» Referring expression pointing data
########

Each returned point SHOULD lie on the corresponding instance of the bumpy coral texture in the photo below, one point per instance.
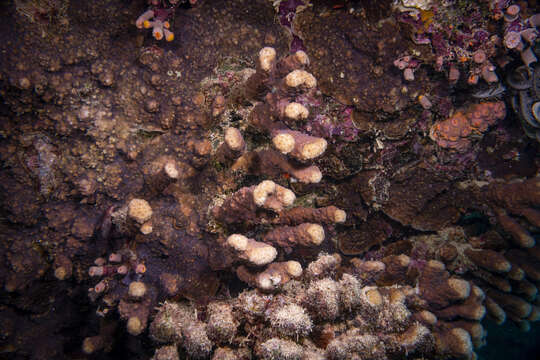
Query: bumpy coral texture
(456, 131)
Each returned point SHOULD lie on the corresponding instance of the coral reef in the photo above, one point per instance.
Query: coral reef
(285, 180)
(455, 132)
(321, 318)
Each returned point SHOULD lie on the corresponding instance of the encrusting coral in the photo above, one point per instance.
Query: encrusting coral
(456, 131)
(327, 318)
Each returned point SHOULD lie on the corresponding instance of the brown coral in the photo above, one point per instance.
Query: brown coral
(456, 131)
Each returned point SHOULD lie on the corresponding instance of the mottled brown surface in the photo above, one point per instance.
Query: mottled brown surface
(353, 58)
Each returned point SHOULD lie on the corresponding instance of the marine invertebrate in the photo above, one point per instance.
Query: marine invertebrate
(338, 323)
(456, 131)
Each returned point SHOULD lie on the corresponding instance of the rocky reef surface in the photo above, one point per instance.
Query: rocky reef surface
(267, 179)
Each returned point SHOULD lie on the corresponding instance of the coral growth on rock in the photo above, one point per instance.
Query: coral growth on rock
(208, 198)
(456, 131)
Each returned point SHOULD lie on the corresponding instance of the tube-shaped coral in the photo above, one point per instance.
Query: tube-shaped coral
(254, 252)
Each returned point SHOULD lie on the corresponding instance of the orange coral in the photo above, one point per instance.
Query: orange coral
(456, 131)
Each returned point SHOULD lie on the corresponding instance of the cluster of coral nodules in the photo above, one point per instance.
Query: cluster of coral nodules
(457, 131)
(296, 226)
(325, 316)
(280, 84)
(157, 16)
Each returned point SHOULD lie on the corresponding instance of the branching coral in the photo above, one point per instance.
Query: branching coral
(326, 318)
(455, 132)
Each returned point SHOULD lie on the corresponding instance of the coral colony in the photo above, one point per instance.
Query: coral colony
(286, 180)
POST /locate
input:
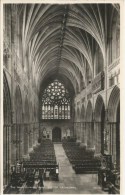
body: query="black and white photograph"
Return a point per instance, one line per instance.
(61, 131)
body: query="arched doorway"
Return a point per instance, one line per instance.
(99, 124)
(114, 125)
(56, 134)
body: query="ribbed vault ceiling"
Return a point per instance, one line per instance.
(59, 40)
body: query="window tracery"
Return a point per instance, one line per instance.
(56, 102)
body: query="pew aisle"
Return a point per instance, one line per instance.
(69, 182)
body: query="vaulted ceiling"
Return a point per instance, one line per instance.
(60, 40)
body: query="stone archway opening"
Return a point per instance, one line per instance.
(56, 134)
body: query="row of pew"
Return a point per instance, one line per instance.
(82, 161)
(41, 166)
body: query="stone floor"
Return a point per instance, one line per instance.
(69, 182)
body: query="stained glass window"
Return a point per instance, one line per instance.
(56, 102)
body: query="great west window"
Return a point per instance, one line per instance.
(56, 102)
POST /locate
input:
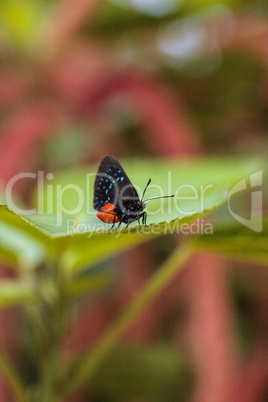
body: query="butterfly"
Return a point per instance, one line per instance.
(115, 197)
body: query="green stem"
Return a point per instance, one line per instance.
(12, 377)
(160, 280)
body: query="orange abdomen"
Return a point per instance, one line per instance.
(107, 214)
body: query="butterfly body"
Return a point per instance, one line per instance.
(115, 197)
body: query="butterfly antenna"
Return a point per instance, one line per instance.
(145, 189)
(156, 198)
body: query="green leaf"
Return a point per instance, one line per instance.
(65, 208)
(147, 373)
(13, 292)
(21, 244)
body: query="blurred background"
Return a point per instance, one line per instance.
(160, 78)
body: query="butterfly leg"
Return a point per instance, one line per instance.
(113, 223)
(144, 218)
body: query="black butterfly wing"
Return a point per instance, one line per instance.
(113, 185)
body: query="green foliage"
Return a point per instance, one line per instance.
(57, 266)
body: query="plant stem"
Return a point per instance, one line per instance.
(156, 285)
(12, 377)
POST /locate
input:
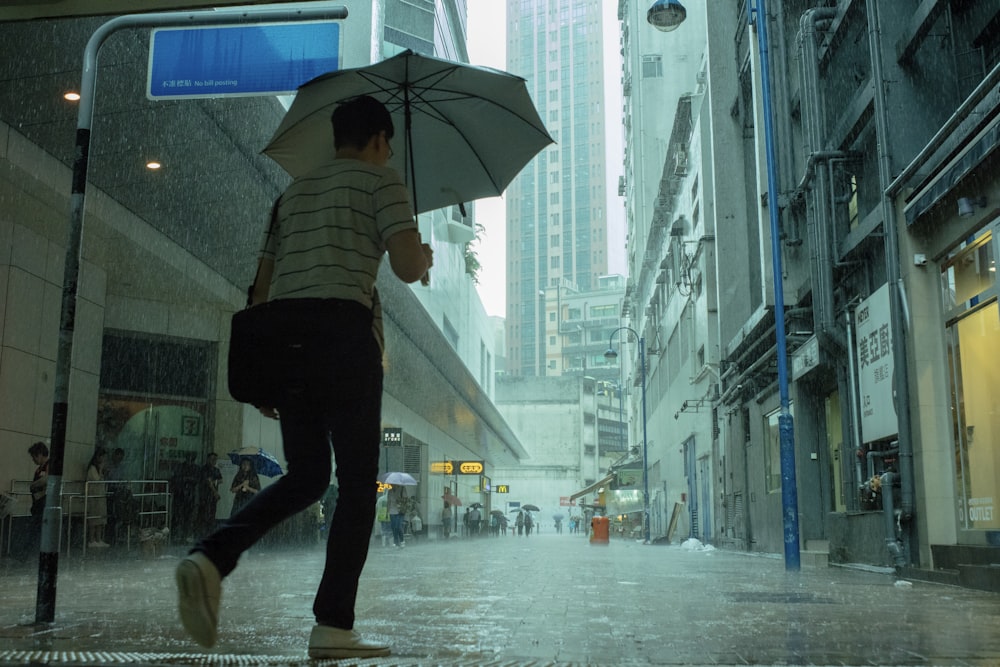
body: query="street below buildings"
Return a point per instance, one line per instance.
(547, 599)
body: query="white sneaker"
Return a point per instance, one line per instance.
(329, 642)
(199, 589)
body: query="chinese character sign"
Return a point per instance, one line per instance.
(875, 367)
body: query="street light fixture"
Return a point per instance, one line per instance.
(611, 354)
(666, 15)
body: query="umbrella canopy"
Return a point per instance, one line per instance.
(397, 479)
(465, 131)
(264, 463)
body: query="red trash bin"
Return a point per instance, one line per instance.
(599, 527)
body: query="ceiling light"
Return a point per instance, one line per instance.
(967, 205)
(666, 15)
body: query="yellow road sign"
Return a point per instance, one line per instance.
(470, 467)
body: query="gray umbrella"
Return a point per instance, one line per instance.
(467, 130)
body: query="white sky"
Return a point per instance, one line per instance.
(487, 42)
(487, 46)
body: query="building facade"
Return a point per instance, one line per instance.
(885, 195)
(557, 223)
(167, 255)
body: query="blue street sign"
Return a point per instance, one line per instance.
(240, 60)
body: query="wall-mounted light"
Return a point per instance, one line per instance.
(666, 15)
(967, 205)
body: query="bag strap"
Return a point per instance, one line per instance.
(270, 229)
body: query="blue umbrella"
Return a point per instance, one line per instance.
(264, 463)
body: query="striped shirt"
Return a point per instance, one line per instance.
(330, 233)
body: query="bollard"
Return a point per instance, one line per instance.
(599, 526)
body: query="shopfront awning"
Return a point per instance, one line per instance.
(593, 487)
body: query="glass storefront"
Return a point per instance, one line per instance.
(973, 336)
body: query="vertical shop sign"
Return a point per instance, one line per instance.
(876, 367)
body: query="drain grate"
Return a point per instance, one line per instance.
(111, 658)
(778, 598)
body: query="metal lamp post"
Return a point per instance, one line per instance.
(612, 354)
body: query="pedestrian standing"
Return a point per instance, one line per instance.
(96, 500)
(331, 229)
(246, 485)
(208, 494)
(39, 454)
(446, 520)
(119, 496)
(397, 514)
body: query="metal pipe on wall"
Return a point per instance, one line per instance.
(891, 245)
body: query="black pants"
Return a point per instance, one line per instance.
(345, 413)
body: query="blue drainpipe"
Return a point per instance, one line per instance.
(789, 491)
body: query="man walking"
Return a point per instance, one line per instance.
(330, 230)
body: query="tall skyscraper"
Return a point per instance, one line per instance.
(557, 222)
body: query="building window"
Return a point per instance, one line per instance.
(652, 67)
(772, 451)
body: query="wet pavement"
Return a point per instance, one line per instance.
(542, 600)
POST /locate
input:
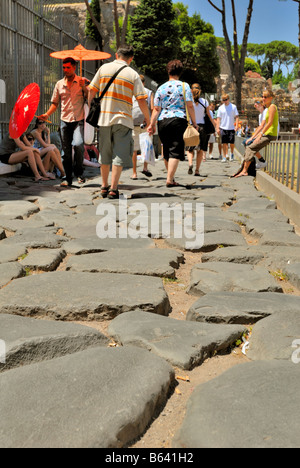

########

» YOUR OBJECTIVE
Scan the entries above and work out how many lines include the word "black"; the reply is that number alone.

» TASK ANSWER
3